**Exercise requirements:** Can you return the abstract below on Na+ pump inhibition and cation channel activation by cyanide and anoxia in guinea-pig chromaffin cells, word for word and in full?

[Quoted passage — start]

Na+ pump inhibition and non-selective cation channel activation by cyanide and anoxia in guinea-pig chromaffin cells.

1. Hypoxia and metabolic inhibition with cyanide (CN) evoke catecholamine secretion in adrenal chromaffin cells through depolarization. We elucidated mechanisms for a CN- or anoxia-induced inward (depolarization) current, using the perforated patch method. 2. Bath application of Ba2+ induced a dose-dependent inhibition of a muscarine-induced current (IMUS) and part of the CN-induced current (ICN) with an IC50 (concentration responsible for 50 % inhibition) of 1.3 mM. The Ba2+-sensitive component was estimated to comprise 58 % of the total ICN. 3. The Ba2+-resistant component of ICN tended to increase with shifts of membrane potential from -40 to 40 mV and was markedly suppressed by exposure to a K+-free solution or 200 microM ouabain, indicating that the majority of the Ba2+-resistant component of ICN is due to suppression of the Na+ pump current (Ipump). 4. The non-Ipump component of ICN diminished progressively in K+-free solution. Substitution of glucose for sucrose in a K+-free CN solution further diminished the CN potency to produce the non-Ipump component. 5. The I-V relationship for the non-Ipump component of ICN had a reversal potential of -3 and -47 mV at 147 and 5.5 mM Na+, respectively, and showed an outward rectification, indicating that the non-Ipump component of ICN is due to activation of non-selective cation channels. 6. Exposure to anoxia induced a current with an amplitude comparable to that of ICN, and the anoxia-induced current apparently occluded development of ICN. The anoxia-induced current diminished by ca 60 % in the absence of K+ and reversed polarity at 5 mV under K+-free conditions. 7. It is concluded that exposure to CN and to anoxia induces suppression of the Na+ pump and activation of non-selective cation channels, probably due to an ATP decrease resulting mainly from consumption by the Na+ pump.

[Quoted passage — finish]
[Record set — start]

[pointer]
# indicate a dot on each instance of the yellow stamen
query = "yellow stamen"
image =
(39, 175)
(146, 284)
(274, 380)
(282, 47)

[Record set — finish]

**Response to the exercise:**
Na+ pump inhibition and non-selective cation channel activation by cyanide and anoxia in guinea-pig chromaffin cells.

1. Hypoxia and metabolic inhibition with cyanide (CN) evoke catecholamine secretion in adrenal chromaffin cells through depolarization. We elucidated mechanisms for a CN- or anoxia-induced inward (depolarization) current, using the perforated patch method. 2. Bath application of Ba2+ induced a dose-dependent inhibition of a muscarine-induced current (IMUS) and part of the CN-induced current (ICN) with an IC50 (concentration responsible for 50 % inhibition) of 1.3 mM. The Ba2+-sensitive component was estimated to comprise 58 % of the total ICN. 3. The Ba2+-resistant component of ICN tended to increase with shifts of membrane potential from -40 to 40 mV and was markedly suppressed by exposure to a K+-free solution or 200 microM ouabain, indicating that the majority of the Ba2+-resistant component of ICN is due to suppression of the Na+ pump current (Ipump). 4. The non-Ipump component of ICN diminished progressively in K+-free solution. Substitution of glucose for sucrose in a K+-free CN solution further diminished the CN potency to produce the non-Ipump component. 5. The I-V relationship for the non-Ipump component of ICN had a reversal potential of -3 and -47 mV at 147 and 5.5 mM Na+, respectively, and showed an outward rectification, indicating that the non-Ipump component of ICN is due to activation of non-selective cation channels. 6. Exposure to anoxia induced a current with an amplitude comparable to that of ICN, and the anoxia-induced current apparently occluded development of ICN. The anoxia-induced current diminished by ca 60 % in the absence of K+ and reversed polarity at 5 mV under K+-free conditions. 7. It is concluded that exposure to CN and to anoxia induces suppression of the Na+ pump and activation of non-selective cation channels, probably due to an ATP decrease resulting mainly from consumption by the Na+ pump.